Down to the last line, repeat the data below exactly.
------------------------------------
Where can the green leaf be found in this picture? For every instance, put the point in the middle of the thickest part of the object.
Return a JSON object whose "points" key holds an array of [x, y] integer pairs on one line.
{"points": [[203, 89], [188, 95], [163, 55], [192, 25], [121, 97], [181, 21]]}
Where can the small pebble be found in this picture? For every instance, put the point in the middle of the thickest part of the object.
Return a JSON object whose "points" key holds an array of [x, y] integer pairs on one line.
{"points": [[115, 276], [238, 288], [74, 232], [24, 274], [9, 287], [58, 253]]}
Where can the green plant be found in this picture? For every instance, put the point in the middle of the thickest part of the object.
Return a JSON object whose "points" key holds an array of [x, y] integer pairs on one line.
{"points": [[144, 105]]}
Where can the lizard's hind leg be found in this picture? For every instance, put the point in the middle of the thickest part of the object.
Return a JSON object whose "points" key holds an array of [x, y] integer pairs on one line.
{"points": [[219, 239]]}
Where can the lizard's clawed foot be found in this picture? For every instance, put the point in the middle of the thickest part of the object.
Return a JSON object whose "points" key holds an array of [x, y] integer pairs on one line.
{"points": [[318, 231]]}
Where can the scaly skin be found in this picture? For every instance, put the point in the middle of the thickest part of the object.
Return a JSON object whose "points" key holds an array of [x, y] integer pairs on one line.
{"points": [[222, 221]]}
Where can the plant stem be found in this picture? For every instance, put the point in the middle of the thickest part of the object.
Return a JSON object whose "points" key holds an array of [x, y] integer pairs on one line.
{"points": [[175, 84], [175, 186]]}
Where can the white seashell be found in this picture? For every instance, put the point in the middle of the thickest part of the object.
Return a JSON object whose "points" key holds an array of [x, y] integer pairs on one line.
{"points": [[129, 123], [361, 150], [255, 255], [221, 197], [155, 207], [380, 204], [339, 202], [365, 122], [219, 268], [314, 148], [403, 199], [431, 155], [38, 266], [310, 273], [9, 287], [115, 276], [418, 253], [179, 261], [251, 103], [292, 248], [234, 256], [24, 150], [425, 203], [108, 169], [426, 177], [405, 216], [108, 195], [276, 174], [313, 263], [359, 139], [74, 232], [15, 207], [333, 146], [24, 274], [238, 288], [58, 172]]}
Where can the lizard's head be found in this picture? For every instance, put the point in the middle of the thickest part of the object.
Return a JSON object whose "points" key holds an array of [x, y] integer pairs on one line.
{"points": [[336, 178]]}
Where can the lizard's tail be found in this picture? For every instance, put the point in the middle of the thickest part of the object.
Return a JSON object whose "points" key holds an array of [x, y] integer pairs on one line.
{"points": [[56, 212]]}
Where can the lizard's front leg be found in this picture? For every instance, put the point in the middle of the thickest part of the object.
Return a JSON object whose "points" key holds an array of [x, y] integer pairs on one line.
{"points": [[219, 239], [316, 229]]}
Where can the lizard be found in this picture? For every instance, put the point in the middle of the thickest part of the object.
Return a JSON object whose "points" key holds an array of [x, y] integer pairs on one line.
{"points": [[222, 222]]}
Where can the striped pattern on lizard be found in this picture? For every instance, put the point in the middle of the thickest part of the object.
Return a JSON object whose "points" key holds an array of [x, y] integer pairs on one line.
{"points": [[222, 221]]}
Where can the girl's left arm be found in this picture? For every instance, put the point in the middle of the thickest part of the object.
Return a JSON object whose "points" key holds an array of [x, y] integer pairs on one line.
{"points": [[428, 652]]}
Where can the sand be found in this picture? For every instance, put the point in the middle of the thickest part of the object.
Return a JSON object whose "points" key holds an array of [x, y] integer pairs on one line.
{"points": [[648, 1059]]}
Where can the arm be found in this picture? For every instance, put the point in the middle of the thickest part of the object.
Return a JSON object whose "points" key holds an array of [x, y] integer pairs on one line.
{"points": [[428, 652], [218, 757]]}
------------------------------------
◆ Result
Where can the green leaf be found in this picture? For every instance, put the point in the middle of the thickest part of the object.
Return a JSON object whose "points" key holds an array of [x, y] integer pairs on one line.
{"points": [[203, 89], [188, 95], [163, 55], [192, 25], [121, 97], [181, 21]]}
Where can the small pebble be found in this picture? For every instance, put the point in the middle of the thickest part of the object.
Return a JSON object whose "points" key holds an array of [x, y] integer pairs on one line.
{"points": [[115, 276], [238, 288], [74, 232], [24, 274], [9, 287], [58, 253]]}
Where can the green plant be found in this picture? For every instance, put the point in the middle of the thickest part of the object.
Return a JSON object whose "points" key holds an array of [x, y] integer pairs on one line.
{"points": [[144, 105]]}
Where can the lizard's hind leg be found in this picture? For every instance, put the point in the middle of the thickest part of the object.
Return a JSON object whose "points" key holds an array of [x, y] integer pairs on one line.
{"points": [[219, 239]]}
Where can the lizard's clawed foot be found in this picture? For every instance, put the point in the middle of the thickest part of the object.
Return a JSON object whose "points" key holds an array of [x, y] integer pairs on one line.
{"points": [[318, 231]]}
Where can the scaly skin be found in this picture? For every instance, put the point in the middle of the thickest part of the object.
Return a JSON object whose "points" key holds an array of [x, y] integer pairs on one line.
{"points": [[222, 221]]}
Where can the plant stem be found in this picture? For every instance, put the point in the middle of the thickest part of the object.
Return a JSON object whose "points" key holds an array of [x, y] integer pairs on one line.
{"points": [[175, 84], [175, 186]]}
Where can the white seashell be found in this picture? For every instance, put the point in the middle of the thickest part of the object.
Return a JSON object whose "points" key holds an array of [x, y] integer pairs on one line.
{"points": [[129, 123], [361, 150], [255, 255], [221, 197], [155, 207], [380, 204], [339, 202], [365, 122], [219, 268], [314, 148], [403, 199], [431, 155], [38, 266], [310, 273], [9, 287], [115, 276], [418, 253], [179, 261], [251, 103], [292, 248], [234, 256], [24, 150], [425, 203], [108, 169], [426, 177], [405, 216], [108, 195], [276, 174], [313, 263], [359, 139], [74, 232], [15, 207], [333, 146], [24, 274], [238, 288], [58, 172]]}
Where can the lizard's head be found in this picture? For every instance, put the point in the middle of the thickest part of the object.
Return a JSON object whose "points" key holds an array of [x, y] integer pairs on one line.
{"points": [[336, 178]]}
Where can the lizard's tail be found in this picture? For every instance, put the point in the middle of the thickest part of the object.
Return a JSON object whose "points" key holds an array of [x, y] integer pairs on one line.
{"points": [[56, 212]]}
Where can the lizard's front leg be found in this picture? For every instance, put the point in the middle of the thickest part of the object.
Return a JSON object whose "points" key holds an array of [x, y] integer pairs on one line.
{"points": [[219, 239], [316, 229]]}
Where can the lizard be found in this picture? For every instance, put the point in the middle of the thickest part of the object.
Return a JSON object whose "points" key holds an array of [x, y] integer pairs on one line.
{"points": [[222, 222]]}
Where can the striped pattern on lizard be found in this picture? For every instance, put the point in the middle of the thickest part of the object.
Return a JSON object whose "points" key holds an array of [x, y] integer pairs on one line.
{"points": [[222, 221]]}
Where can the girl's left arm be found in this picture? For every instance, put the point in the middle of the thickest part of the object.
Return a JSON object whose "points" key holds an array of [x, y] integer pairs on one line.
{"points": [[428, 652]]}
Where can the sand be found in this picture? For every instance, put the point in the middle of the thickest part of the object.
Return a JSON object whose "points" key holds an array of [x, y] integer pairs on one line.
{"points": [[648, 1059]]}
Where can the arm be found in this picture? For every instance, put the point in the middle of the thickest part of the object.
Return a JSON object whose "points" key holds an array of [x, y] integer pairs on one line.
{"points": [[428, 652], [218, 757]]}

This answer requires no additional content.